Activity = Copy each line below holding "positive".
----------
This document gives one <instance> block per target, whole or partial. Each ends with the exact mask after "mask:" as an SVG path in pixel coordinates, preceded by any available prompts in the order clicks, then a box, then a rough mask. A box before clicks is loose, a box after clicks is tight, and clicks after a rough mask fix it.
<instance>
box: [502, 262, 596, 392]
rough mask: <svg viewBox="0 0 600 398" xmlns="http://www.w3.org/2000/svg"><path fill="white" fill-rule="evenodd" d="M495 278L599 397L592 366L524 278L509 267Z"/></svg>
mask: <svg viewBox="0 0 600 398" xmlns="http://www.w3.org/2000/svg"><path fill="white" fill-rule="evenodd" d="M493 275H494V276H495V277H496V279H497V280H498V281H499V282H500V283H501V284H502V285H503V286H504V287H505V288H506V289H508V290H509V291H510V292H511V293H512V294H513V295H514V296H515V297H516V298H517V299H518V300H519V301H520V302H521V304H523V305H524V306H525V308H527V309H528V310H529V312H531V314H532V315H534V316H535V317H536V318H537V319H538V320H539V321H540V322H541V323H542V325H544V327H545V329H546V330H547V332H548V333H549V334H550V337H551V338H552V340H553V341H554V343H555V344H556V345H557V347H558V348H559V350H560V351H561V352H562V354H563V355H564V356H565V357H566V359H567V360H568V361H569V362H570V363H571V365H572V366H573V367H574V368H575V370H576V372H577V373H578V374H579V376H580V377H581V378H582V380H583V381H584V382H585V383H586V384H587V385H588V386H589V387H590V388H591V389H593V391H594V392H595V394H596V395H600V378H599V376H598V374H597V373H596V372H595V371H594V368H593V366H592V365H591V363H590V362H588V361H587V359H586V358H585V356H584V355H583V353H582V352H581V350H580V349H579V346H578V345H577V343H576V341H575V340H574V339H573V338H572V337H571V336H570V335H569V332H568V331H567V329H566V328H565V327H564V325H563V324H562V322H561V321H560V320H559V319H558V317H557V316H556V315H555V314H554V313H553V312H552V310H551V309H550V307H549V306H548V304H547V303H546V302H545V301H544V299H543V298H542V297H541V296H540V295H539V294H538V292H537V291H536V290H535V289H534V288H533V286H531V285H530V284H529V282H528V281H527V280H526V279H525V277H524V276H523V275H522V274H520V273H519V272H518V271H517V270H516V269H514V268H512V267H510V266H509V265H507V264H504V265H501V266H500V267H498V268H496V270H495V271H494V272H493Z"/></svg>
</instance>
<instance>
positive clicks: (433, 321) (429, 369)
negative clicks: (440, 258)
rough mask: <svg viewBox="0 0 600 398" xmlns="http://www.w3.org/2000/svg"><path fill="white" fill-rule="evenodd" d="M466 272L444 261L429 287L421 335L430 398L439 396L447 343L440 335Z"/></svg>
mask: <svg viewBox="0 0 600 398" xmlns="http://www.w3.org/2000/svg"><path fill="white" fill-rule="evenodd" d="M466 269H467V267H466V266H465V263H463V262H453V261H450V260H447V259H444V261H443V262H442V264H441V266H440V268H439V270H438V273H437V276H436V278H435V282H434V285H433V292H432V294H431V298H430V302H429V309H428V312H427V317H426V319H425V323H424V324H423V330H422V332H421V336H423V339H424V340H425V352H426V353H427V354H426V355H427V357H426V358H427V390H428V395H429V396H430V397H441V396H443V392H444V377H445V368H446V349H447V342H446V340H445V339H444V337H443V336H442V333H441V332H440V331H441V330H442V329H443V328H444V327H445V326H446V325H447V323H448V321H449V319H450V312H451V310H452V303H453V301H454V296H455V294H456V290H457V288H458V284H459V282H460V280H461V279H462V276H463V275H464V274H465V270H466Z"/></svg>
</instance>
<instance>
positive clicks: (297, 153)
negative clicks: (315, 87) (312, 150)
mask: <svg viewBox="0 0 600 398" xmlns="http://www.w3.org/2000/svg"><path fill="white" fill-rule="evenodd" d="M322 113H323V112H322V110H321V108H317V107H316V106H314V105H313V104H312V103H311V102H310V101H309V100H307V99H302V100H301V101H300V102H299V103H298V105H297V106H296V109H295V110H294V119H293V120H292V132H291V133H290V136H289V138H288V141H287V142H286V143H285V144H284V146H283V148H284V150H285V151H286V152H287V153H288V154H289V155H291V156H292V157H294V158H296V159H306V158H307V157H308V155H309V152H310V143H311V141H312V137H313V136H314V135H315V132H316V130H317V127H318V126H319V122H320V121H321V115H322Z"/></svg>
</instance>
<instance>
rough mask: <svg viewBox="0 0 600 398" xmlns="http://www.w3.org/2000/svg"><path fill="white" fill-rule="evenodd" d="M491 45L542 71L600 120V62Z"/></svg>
----------
Answer to the problem =
positive clicks: (433, 321) (429, 369)
positive clicks: (297, 153)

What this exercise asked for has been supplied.